Supplied text:
◆ ◆ ◆ ◆ ◆
Product case studies
- [Google] 'How would you measure the success of Google Maps?' — North Star: number of successful navigations completed. Supporting: time-to-destination accuracy, search-to-navigation conversion, daily active users, report rate of incorrect information. Layer by use case: driving, walking, transit, local business search.
- [Meta] 'Instagram engagement is down 5% this quarter. Investigate.' — Segment by surface (Feed, Stories, Reels, Explore), user cohort (new vs returning, age, geography), content type, and device. Check for product changes, algorithm updates, competitive shifts (TikTok), and seasonality. Present hypothesis tree before diving into data.
- [Amazon] 'Should Amazon offer free returns for all products?' — Frame as cost-benefit: increased conversion rate and customer trust vs return shipping costs and fraud risk. Propose an experiment: randomize free returns by product category, measure conversion lift vs cost, calculate breakeven point.
- 'Design a churn prediction model for a SaaS product.' — Define churn (no login for 30 days? Subscription cancelled?). Features: usage frequency trend, feature adoption, support ticket volume, billing issues. Model: logistic regression for interpretability, then gradient boosting for performance. Evaluation: precision at top decile (actionable for intervention team).
SQL challenges
- 'Find the median salary per department without using PERCENTILE_CONT.' — Use ROW_NUMBER, count per department, filter where row number equals floor and ceiling of count/2. Tests window functions and mathematical reasoning.
- 'Write a query to find users who were active 3+ consecutive days.' — Self-join or LAG/LEAD approach. GROUP BY user_id with date arithmetic to identify sequences. Tests date manipulation and creative problem-solving.
- 'Calculate retention by monthly cohort.' — JOIN users (by signup month) with activity (by activity month). COUNT DISTINCT active users per cohort per month. Divide by original cohort size. This is the most common SQL analytics question.
- 'Find the top 3 products by revenue in each category using a single query.' — DENSE_RANK() OVER (PARTITION BY category ORDER BY revenue DESC) with CTE or subquery filter. Know when to use DENSE_RANK vs ROW_NUMBER.
Behavioral questions
- 'Tell me about a time your analysis led to a counterintuitive finding. How did you convince stakeholders?' — Show you validated the finding rigorously before presenting, anticipated objections, and framed it in terms the audience cared about.
- 'Describe a time you had to choose between model complexity and interpretability.' — Show you consider the audience and use case. Regulatory context may require interpretable models. A/B test arbitration may allow complex models. The choice is contextual, not absolute.
- 'How do you prioritize competing analysis requests from multiple teams?' — Framework: impact (revenue/user impact), urgency (deadline-driven), effort (quick wins vs deep dives), and strategic alignment. Communicate tradeoffs transparently.
◆ ◆ ◆ ◆ ◆
Record set:
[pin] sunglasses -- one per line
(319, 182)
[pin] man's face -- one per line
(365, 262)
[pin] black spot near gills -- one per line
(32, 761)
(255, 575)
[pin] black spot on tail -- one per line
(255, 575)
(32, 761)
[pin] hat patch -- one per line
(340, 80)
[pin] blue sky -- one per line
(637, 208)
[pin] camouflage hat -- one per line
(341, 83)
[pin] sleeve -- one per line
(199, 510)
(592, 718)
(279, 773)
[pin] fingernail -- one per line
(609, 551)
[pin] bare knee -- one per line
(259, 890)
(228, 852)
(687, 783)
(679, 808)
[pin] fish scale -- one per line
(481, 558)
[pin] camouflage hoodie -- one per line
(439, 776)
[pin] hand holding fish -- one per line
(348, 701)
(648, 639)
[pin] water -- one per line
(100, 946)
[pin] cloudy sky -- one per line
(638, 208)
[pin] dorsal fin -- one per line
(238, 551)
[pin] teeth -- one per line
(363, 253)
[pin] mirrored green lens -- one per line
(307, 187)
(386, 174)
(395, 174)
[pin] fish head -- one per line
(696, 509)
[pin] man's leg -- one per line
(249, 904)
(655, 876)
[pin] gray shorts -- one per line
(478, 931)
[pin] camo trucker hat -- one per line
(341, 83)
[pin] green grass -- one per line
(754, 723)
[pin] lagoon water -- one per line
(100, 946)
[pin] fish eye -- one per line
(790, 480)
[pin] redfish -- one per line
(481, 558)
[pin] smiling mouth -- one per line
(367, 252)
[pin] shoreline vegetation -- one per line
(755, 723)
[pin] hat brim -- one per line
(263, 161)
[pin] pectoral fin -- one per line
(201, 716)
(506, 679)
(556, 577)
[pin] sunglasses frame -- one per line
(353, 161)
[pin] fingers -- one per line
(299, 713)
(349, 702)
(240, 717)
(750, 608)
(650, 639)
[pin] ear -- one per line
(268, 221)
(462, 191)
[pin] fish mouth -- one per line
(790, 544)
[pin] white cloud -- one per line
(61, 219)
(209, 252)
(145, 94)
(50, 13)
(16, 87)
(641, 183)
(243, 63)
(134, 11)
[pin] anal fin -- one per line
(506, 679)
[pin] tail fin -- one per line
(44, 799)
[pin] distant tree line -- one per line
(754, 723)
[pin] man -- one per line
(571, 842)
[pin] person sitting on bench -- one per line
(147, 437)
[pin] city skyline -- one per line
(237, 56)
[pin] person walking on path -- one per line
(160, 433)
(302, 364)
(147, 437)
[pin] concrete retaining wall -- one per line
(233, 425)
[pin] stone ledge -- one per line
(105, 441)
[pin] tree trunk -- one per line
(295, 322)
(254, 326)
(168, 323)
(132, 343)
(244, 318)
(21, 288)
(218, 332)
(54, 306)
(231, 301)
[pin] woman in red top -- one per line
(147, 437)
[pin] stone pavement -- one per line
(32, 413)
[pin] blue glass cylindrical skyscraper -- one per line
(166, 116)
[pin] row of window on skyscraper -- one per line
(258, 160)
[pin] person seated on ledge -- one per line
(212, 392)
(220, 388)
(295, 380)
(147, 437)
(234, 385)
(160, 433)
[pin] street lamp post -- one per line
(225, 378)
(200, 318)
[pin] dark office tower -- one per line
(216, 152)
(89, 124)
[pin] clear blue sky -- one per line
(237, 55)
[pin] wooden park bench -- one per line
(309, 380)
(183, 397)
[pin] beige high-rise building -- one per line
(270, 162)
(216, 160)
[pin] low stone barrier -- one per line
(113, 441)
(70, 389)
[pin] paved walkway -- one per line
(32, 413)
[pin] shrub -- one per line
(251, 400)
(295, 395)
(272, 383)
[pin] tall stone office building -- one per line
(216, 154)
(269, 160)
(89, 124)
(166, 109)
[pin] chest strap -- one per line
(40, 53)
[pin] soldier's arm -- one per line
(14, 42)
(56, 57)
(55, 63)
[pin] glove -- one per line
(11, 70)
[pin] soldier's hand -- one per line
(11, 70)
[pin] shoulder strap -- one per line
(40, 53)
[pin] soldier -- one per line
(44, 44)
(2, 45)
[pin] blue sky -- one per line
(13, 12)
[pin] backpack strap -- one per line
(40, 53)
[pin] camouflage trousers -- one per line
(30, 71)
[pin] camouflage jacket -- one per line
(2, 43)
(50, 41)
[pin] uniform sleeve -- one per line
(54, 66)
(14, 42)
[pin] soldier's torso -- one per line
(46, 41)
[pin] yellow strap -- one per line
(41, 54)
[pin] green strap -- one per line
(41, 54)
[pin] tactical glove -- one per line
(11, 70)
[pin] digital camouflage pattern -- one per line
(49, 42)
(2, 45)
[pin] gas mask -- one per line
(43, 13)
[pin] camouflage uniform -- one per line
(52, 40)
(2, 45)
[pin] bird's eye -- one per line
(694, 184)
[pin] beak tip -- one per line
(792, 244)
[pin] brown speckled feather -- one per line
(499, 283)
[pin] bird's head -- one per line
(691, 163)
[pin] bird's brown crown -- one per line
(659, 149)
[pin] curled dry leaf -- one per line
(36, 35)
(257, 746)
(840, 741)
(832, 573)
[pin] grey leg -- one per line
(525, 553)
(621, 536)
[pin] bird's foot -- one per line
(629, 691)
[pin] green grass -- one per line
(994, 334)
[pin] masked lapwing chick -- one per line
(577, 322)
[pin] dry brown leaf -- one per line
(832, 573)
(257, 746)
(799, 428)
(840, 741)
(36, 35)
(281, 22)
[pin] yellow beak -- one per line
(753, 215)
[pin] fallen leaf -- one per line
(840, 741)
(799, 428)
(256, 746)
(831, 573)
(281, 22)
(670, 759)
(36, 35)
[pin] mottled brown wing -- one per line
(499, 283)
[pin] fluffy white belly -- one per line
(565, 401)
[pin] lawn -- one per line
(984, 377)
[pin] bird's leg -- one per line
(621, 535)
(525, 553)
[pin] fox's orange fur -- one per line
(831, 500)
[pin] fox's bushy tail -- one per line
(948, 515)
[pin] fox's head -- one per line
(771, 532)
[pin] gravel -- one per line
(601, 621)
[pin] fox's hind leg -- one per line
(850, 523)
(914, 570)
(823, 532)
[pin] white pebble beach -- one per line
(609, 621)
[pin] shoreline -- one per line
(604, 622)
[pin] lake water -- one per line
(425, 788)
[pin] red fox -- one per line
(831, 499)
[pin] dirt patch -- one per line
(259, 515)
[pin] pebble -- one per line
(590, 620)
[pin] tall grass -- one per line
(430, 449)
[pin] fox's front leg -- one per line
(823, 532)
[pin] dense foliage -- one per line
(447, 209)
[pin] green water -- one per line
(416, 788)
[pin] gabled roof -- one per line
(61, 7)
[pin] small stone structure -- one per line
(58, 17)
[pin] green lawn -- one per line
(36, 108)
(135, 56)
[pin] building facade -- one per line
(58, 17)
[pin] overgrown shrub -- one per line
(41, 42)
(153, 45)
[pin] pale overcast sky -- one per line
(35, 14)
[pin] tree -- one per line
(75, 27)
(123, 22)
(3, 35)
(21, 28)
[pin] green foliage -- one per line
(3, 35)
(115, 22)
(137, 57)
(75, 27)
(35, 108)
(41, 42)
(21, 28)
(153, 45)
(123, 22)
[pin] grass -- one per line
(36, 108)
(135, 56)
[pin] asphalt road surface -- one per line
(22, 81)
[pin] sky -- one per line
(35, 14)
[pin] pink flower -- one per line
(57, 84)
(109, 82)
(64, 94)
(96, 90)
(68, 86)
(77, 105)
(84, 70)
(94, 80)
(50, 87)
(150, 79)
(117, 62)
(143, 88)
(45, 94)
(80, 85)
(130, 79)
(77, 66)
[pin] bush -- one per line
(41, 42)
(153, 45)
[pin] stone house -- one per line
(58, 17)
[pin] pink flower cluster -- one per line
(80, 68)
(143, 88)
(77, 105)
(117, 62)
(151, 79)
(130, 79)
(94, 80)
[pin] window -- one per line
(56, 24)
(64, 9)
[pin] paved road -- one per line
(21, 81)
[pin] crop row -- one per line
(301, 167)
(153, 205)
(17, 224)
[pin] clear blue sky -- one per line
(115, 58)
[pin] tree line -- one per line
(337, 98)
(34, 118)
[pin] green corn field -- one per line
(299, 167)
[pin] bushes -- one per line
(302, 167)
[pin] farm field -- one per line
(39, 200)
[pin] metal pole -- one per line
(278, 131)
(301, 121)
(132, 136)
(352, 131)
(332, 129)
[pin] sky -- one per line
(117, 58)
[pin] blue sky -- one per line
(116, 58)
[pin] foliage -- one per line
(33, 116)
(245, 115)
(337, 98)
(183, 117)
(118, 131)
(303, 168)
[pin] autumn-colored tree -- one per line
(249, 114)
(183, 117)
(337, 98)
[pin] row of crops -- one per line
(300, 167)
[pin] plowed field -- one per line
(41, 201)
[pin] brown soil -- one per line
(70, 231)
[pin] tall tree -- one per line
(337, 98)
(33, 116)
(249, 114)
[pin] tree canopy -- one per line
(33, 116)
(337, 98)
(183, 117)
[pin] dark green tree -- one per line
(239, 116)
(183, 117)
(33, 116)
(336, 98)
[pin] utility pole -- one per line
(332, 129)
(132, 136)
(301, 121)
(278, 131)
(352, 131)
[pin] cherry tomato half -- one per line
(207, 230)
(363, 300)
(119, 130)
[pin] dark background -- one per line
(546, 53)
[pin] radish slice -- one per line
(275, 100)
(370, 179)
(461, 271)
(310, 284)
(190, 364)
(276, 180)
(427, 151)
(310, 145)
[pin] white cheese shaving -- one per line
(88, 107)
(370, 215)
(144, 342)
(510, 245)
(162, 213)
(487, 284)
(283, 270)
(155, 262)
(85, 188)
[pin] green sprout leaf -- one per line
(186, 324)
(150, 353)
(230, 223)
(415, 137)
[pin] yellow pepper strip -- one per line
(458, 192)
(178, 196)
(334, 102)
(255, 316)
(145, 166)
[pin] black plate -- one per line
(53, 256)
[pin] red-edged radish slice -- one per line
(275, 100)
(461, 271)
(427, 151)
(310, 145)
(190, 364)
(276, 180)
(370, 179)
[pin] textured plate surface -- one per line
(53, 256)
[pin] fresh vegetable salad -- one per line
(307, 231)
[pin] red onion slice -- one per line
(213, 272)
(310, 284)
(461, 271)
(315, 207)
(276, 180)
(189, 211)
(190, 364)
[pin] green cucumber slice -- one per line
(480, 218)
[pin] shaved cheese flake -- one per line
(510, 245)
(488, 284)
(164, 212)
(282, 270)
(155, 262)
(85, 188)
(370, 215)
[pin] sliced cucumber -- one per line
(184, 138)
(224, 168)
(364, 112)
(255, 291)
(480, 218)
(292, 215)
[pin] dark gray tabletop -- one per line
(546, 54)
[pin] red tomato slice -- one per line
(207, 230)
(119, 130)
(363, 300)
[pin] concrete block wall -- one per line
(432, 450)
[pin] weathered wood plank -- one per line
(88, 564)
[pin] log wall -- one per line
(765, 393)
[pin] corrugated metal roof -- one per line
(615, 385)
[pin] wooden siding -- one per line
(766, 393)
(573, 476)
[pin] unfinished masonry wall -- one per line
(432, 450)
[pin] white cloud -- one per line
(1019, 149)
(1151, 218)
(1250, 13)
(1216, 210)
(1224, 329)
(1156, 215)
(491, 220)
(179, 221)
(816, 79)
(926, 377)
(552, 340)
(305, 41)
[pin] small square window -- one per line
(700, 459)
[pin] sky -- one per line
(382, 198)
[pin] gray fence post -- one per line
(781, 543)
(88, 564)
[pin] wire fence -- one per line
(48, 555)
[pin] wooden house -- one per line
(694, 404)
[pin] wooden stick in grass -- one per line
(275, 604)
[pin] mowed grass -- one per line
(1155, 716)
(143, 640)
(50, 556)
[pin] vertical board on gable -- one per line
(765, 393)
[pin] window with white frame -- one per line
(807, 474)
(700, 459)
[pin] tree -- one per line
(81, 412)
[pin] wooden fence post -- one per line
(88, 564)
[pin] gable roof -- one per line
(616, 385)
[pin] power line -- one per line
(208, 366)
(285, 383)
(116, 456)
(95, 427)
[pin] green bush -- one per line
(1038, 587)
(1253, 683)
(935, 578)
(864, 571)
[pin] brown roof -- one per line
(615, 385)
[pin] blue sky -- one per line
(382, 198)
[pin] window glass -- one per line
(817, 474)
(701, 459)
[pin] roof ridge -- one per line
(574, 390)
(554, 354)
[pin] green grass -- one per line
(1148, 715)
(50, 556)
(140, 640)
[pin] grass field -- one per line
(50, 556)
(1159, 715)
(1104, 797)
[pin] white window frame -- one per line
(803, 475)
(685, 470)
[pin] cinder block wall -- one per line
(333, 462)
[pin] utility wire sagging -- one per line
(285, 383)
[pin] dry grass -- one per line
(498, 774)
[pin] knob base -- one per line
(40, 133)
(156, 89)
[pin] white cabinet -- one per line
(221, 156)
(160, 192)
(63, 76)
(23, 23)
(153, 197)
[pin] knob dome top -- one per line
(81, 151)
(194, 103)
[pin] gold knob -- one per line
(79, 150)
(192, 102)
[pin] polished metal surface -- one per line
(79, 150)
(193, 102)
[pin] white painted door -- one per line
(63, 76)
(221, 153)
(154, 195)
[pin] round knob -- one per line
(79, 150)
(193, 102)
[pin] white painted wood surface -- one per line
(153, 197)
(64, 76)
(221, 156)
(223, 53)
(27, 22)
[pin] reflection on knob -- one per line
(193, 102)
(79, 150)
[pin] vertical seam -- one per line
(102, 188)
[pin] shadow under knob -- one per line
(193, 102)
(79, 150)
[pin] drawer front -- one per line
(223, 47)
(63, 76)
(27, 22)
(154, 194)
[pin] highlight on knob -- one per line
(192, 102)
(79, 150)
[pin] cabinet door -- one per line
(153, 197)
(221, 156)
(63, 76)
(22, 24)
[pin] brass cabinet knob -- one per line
◆ ◆ ◆ ◆ ◆
In the interview-preparation text, why is precision at the top decile the evaluation measure for the churn prediction model? Explain in one to three sentences.

Answer area:
Precision at the top decile is the evaluation measure because it is actionable for the intervention team.